[Opening Material provided section]

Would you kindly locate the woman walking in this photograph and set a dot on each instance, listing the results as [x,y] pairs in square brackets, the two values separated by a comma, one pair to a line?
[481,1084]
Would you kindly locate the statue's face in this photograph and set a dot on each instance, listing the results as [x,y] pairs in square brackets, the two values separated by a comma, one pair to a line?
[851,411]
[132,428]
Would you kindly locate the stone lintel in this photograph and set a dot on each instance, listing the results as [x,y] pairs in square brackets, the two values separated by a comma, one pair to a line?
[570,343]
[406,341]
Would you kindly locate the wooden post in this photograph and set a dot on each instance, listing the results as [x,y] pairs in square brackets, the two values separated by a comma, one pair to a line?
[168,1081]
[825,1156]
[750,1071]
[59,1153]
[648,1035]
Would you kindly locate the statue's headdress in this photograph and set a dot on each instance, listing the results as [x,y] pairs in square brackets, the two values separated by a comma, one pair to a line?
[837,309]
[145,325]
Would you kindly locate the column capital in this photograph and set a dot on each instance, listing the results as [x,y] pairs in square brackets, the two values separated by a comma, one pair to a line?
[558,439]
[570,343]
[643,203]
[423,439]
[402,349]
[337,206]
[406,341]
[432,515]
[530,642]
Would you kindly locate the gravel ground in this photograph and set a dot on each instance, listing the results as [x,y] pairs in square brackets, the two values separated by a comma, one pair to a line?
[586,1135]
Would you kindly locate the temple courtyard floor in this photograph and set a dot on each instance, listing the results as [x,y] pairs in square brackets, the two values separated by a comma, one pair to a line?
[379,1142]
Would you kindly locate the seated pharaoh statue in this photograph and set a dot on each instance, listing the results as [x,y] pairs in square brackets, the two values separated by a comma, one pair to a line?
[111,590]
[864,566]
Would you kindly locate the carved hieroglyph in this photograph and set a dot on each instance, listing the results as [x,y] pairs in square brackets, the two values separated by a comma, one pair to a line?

[Closing Material provided section]

▸ About this task
When the material above is given again, every line must match it exactly.

▸ Solution
Would you kindly locate the woman walking in this photograph and set a dot on each instance, listing the results as [x,y] pairs in square brackets, the two values separated by a comma, one pair to a line?
[481,1084]
Would you kindly locate the statue's face in this photograph and set a dot on each instance, listing the results as [x,y] pairs in square brackets, the two values separated by a comma, one pair to a line?
[851,411]
[132,428]
Would you kindly locate the stone lintel in this photograph and set a dot on each instance, listing the results as [x,y] pairs in square brackets, the two values separated by a comma, one pair to a line?
[570,343]
[406,341]
Would you kindly locate the wooden post in this photograph and set a dot on each instance, listing the results as [x,y] pairs in square brackets, the two values separated by a comma, one pair to a line?
[168,1081]
[825,1156]
[750,1071]
[59,1153]
[648,1035]
Would you kindly locate the statue's headdress in this photograph and set a dot on each instance, listing the results as [x,y] pairs in square brackets, the two values separated by a comma, one pair to a line?
[837,309]
[145,325]
Would you kindly locate the column capital in this photograph and set a dot on each instance, listing the results as [x,y] pairs in square brackets, the two values separated by a comma, one pair to a line?
[558,439]
[570,343]
[643,203]
[423,439]
[402,349]
[337,206]
[406,341]
[432,515]
[530,642]
Would you kindly locate the gravel ground in this photograph and set a dot on each instance, listing the results as [x,y] pairs in square brackets, the two values separated by a comma, one pair to a line?
[586,1135]
Would you kindly locate the temple courtyard floor in this photograph and set a dot on each instance, listing the results as [x,y] pairs in square brackets, the two values separated by a comma, one pair to a line?
[379,1142]
Would you kindly locate the seated pharaoh statue in this photograph and set a dot on each instance, listing the results as [x,y] pairs in square brackets, the two values separated by a comma, one pair to a line?
[111,590]
[864,566]
Would you kindly locate the carved hieroglyph in this photograph and set a dot on each instance, listing the results as [x,y] pairs in square brackets, the two values separated by a comma, one pair to a line?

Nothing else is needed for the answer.